▶ STATED TASK:
Pull out each line of the listing below that contains the word "customer", treating uppercase and lowercase letters as different.

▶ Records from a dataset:
□ □ □ □ □ □ □
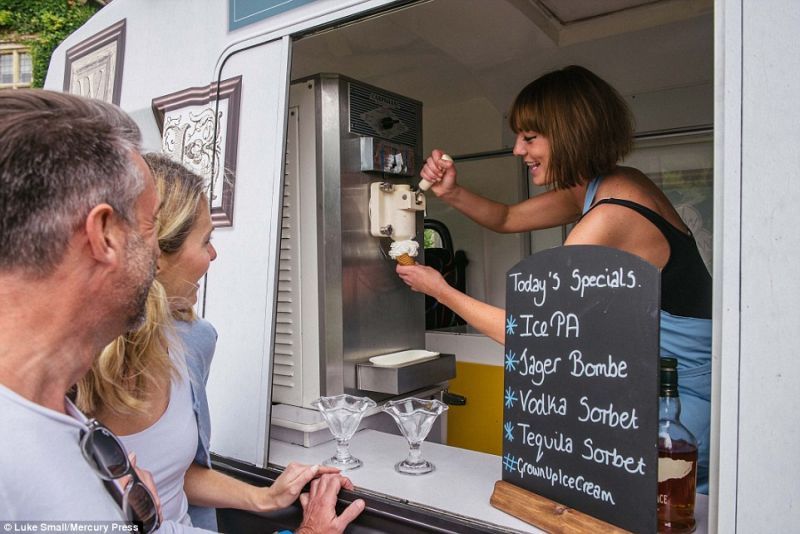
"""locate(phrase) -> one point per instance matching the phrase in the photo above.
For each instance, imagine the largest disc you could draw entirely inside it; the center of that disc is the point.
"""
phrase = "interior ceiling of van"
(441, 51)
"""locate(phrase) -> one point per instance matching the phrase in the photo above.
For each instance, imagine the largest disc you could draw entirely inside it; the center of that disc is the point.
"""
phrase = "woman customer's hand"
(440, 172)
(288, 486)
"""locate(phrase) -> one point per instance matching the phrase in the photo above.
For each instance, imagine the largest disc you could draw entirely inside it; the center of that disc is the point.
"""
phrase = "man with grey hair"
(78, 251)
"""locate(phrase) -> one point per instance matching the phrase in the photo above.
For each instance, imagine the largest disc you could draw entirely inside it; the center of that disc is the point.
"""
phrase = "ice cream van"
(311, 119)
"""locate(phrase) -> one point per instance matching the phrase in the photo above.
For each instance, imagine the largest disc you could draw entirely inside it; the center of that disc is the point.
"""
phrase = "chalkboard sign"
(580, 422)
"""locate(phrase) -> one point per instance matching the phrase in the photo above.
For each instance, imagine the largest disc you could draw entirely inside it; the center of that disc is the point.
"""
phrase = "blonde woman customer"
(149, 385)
□ □ □ □ □ □ □
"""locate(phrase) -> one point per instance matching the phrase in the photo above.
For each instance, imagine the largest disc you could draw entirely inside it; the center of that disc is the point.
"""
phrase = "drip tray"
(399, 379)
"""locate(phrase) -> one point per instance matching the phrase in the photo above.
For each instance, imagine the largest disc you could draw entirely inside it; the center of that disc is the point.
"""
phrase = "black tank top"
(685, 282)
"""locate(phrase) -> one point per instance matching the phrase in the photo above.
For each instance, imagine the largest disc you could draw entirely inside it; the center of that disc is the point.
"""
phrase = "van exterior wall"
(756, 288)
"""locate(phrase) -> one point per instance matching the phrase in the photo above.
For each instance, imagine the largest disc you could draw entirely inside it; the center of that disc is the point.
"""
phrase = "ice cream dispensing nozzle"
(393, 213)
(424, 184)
□ □ □ □ □ □ □
▶ ANSWER:
phrase = "woman customer's hand"
phrase = "blonde woman customer"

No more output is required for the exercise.